Saved data entries:

★ ★ ★

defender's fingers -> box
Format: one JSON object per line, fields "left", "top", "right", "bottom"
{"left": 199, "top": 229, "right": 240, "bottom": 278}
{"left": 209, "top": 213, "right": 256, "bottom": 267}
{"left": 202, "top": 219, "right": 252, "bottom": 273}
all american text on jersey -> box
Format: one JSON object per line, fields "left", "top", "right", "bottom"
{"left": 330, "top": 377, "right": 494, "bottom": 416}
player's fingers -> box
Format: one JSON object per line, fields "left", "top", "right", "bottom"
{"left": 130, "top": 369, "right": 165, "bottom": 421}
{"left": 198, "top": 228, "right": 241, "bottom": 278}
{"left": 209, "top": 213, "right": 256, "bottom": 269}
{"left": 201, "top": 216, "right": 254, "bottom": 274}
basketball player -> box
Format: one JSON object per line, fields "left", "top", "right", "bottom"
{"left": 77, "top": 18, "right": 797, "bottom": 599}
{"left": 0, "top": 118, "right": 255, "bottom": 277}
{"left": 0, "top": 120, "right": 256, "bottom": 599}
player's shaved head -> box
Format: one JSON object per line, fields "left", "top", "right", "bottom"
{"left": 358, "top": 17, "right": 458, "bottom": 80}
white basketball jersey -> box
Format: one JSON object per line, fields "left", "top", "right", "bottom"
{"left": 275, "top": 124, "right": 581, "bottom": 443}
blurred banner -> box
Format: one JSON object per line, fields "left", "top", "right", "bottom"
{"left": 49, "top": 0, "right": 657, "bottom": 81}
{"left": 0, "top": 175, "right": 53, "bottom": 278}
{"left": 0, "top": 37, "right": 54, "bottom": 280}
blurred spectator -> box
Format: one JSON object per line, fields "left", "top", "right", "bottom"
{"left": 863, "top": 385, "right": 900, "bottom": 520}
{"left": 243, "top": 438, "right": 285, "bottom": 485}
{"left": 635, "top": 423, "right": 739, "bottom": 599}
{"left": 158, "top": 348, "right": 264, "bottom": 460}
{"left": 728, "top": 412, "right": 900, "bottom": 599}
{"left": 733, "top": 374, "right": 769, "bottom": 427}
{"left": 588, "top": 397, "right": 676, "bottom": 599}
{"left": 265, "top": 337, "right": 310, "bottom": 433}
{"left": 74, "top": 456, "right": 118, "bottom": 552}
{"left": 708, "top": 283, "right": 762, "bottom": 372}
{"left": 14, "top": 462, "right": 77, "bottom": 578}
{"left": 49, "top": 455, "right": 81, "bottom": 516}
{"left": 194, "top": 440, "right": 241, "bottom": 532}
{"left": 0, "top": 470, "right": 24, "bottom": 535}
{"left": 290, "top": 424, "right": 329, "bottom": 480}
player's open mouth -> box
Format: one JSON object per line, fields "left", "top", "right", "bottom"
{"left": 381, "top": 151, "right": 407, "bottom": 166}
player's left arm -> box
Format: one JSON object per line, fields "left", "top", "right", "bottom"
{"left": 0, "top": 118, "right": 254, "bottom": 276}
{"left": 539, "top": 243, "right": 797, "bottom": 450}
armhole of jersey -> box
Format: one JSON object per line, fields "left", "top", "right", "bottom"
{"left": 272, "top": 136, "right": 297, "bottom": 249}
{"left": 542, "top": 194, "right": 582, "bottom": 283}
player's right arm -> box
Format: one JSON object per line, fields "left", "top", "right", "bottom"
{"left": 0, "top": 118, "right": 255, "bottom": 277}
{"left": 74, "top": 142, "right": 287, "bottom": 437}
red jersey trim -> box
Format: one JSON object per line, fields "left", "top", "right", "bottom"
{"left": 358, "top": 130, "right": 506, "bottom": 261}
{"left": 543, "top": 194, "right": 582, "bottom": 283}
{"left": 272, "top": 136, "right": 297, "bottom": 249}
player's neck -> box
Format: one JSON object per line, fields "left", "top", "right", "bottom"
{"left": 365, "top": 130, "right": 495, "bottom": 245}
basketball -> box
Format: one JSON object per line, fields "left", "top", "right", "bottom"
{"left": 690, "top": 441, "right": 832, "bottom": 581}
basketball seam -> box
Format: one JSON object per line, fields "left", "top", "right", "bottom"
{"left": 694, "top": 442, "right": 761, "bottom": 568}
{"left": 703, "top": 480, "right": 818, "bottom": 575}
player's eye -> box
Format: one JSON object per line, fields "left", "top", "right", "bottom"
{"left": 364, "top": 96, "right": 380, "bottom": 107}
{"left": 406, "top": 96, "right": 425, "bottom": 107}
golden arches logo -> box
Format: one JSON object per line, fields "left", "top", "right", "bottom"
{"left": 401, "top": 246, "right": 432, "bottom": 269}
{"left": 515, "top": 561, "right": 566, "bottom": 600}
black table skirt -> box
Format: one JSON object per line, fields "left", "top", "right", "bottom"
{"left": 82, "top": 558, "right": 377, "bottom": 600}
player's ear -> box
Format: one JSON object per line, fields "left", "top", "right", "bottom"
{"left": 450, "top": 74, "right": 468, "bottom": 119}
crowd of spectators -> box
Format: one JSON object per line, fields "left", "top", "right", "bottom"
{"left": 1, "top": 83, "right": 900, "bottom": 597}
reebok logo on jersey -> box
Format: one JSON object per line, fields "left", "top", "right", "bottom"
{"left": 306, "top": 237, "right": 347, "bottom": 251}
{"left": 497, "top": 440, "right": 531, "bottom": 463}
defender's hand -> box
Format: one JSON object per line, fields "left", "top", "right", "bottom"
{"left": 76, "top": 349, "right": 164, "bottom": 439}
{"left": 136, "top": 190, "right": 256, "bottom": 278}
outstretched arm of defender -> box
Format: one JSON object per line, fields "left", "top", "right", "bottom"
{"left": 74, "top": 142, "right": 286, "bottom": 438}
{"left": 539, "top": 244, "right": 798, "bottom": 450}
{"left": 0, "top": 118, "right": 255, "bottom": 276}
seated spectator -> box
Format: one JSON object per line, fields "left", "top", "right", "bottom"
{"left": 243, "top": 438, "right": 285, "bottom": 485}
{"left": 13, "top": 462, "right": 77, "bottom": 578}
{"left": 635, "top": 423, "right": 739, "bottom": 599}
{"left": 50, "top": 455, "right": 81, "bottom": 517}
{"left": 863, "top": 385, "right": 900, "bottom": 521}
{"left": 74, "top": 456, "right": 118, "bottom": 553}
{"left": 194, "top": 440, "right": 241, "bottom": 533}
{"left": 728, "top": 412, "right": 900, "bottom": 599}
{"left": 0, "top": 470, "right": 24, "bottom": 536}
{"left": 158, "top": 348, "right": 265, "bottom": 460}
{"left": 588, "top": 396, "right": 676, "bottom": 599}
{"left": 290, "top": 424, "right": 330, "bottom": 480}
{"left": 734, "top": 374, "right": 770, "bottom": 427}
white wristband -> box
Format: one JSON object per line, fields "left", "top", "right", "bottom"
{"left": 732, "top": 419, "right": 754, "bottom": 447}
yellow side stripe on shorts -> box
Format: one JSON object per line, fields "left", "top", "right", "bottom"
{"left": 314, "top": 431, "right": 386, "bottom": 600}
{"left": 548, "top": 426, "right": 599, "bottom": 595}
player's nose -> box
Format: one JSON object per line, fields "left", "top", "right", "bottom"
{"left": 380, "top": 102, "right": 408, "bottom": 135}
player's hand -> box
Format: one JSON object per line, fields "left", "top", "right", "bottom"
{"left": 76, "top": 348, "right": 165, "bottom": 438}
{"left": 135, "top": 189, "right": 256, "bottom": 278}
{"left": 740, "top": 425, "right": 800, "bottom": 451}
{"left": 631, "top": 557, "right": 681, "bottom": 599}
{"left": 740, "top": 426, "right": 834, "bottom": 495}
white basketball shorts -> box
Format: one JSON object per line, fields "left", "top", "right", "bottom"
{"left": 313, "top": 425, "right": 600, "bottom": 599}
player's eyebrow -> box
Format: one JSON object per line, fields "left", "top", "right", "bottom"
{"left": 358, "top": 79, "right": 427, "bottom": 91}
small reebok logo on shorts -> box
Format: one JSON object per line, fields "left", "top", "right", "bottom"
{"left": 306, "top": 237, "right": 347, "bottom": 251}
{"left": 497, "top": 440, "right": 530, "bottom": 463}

★ ★ ★

Exercise aim: Lines after the one containing "blurred banner -> box" are not part of the task. Output the entries exactly from their first line through that one.

Task answer:
defender's fingers -> box
Format: one JSON object per line, fields "left", "top", "right", "bottom"
{"left": 199, "top": 229, "right": 240, "bottom": 278}
{"left": 209, "top": 213, "right": 256, "bottom": 267}
{"left": 202, "top": 219, "right": 252, "bottom": 273}
all american text on jersey -> box
Format: one JSON object per line, fields "left", "top", "right", "bottom"
{"left": 330, "top": 377, "right": 494, "bottom": 416}
player's fingers -> box
Format: one JSON object per line, fields "left", "top", "right", "bottom"
{"left": 130, "top": 369, "right": 165, "bottom": 421}
{"left": 198, "top": 228, "right": 241, "bottom": 278}
{"left": 209, "top": 213, "right": 256, "bottom": 269}
{"left": 201, "top": 216, "right": 254, "bottom": 274}
basketball player -> box
Format: one JSON object per line, fields "left", "top", "right", "bottom"
{"left": 77, "top": 18, "right": 797, "bottom": 599}
{"left": 0, "top": 118, "right": 255, "bottom": 277}
{"left": 0, "top": 120, "right": 256, "bottom": 599}
player's shaved head -> box
Format: one JSON object per line, fields "left", "top", "right", "bottom"
{"left": 358, "top": 17, "right": 458, "bottom": 80}
white basketball jersey -> box
Format: one JSON object per line, fields "left", "top", "right", "bottom"
{"left": 275, "top": 124, "right": 581, "bottom": 443}
blurred banner -> box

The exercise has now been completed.